What is required:
Your task is to transcribe all of the data below exactly, omitting the images.

Records from a collection:
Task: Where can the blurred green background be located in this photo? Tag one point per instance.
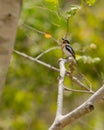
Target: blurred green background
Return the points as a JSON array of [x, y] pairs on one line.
[[30, 93]]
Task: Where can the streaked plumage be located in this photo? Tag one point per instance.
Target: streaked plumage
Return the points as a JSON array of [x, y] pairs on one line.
[[67, 49]]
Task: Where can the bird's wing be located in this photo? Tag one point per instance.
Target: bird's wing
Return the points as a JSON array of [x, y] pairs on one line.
[[70, 49]]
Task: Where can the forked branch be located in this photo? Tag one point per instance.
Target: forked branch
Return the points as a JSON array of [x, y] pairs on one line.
[[62, 120]]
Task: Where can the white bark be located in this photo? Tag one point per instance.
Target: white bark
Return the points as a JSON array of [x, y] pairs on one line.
[[62, 120]]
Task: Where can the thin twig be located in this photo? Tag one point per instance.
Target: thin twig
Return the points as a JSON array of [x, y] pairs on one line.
[[74, 79], [48, 50], [80, 111], [41, 32], [38, 61], [80, 91]]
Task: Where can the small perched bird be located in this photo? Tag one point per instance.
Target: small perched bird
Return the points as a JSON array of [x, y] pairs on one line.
[[67, 49]]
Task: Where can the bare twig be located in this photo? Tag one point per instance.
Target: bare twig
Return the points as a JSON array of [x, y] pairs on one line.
[[38, 61], [60, 87], [74, 79], [41, 32], [83, 109], [81, 91], [44, 52]]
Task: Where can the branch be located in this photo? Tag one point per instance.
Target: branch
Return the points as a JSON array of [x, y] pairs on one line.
[[74, 79], [40, 32], [36, 60], [81, 91], [48, 50], [83, 109]]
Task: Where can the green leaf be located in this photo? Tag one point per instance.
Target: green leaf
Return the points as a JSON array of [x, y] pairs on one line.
[[52, 1], [90, 2]]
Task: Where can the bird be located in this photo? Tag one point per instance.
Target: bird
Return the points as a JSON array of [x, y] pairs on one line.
[[67, 49]]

Answer to this exercise:
Task: Where can the blurred green background be located in this photo? Tag one point per instance.
Target: blurred green background
Return the points as a JSON array of [x, y] pairs on one line.
[[30, 93]]
Task: Where can the streaked plumage be located in this photo? Tag one point per instance.
Target: streaked plumage
Return the points as a JSON array of [x, y] pairs on one line.
[[67, 49]]
Task: Where can the bird's wing be located in this photo? Tag one point per instance.
Target: bird's wing
Return the points as a JSON array of [x, y] pairs on one line.
[[70, 49]]
Task: Where can the forked branch be located in this photo? Tag one point per instance.
Target: forked branch
Return the points as a JSON array of [x, y] pairs on one line.
[[62, 120]]
Task: Where can the white bark be located in this photo? Tag one point per instance.
Target: white bark
Return the points as a JSON array of [x, y] pairs on one line.
[[62, 120]]
Task: Where can the thin twig be located in this photo? Tag one point per instance.
Target: thin twig
Return the points as a JSON array of [x, y] pairs on one line.
[[74, 79], [48, 50], [80, 111], [41, 32], [38, 61], [80, 91]]
Task: Where can the small perched bird be located in this photo? Tag one point per instance.
Target: small perched bird
Return the points as a JSON array of [x, y] pairs on one line.
[[67, 49]]
Task: Where can the bare twig be located in this photo? Tag one point per instance.
Target: bare twig
Return the points as a JSON array of [x, y] pairs on one line.
[[38, 61], [60, 87], [74, 79], [41, 32], [83, 109], [81, 91], [44, 52]]
Task: Where can the branch be located in this photo? Tag one point per instance.
Target: branch
Return the points as a JSON array of [x, y] pairs on one line.
[[74, 79], [40, 32], [36, 60], [81, 91], [48, 50], [83, 109]]
Task: Where can the green leaf be located in this photo? Tag one point per instance.
Target: green leaf
Return the points as a JSON array of [x, y] pairs on one line.
[[52, 1], [90, 2]]
Task: Where can the bird be located in this photo? Tag one point per instance.
Target: bird
Return the points as a JSON array of [x, y] pairs on one line.
[[67, 49]]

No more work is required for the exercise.